++++ Entries provided ++++
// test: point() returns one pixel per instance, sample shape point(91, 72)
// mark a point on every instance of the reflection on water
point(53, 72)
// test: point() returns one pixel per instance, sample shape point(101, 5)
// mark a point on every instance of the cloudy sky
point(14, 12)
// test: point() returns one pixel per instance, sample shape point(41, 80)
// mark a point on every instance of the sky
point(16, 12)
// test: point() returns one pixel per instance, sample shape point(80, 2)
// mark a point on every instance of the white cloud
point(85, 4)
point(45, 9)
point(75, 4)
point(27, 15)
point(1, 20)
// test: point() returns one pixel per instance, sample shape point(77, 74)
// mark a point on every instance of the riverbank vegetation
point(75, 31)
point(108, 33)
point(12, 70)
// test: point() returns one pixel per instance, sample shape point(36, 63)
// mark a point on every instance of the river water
++++
__Task objective__
Word for word, copy out the records.

__Task result__
// test: point() returns one pixel per instance, sample shape point(91, 72)
// mark a point on every instance of the reflection on water
point(53, 72)
// test: point() returns one pixel per instance, sample shape point(101, 5)
// mark a point on every instance of the cloudy sky
point(14, 12)
// test: point() returns one pixel per instance, sample shape point(41, 80)
// mark a point on every instance of the sky
point(16, 12)
// test: point() returns one pixel per instance, sample shape point(80, 2)
// mark a point on every instance of the white cloud
point(85, 4)
point(45, 9)
point(75, 4)
point(27, 15)
point(1, 20)
// test: point() returns one pixel per instance, sample shape point(77, 74)
// mark a point on every instance of the riverbank vegetation
point(75, 31)
point(108, 33)
point(12, 70)
// test: point() returns one pixel per instance, sample shape point(36, 63)
// mark a point on every instance of the river water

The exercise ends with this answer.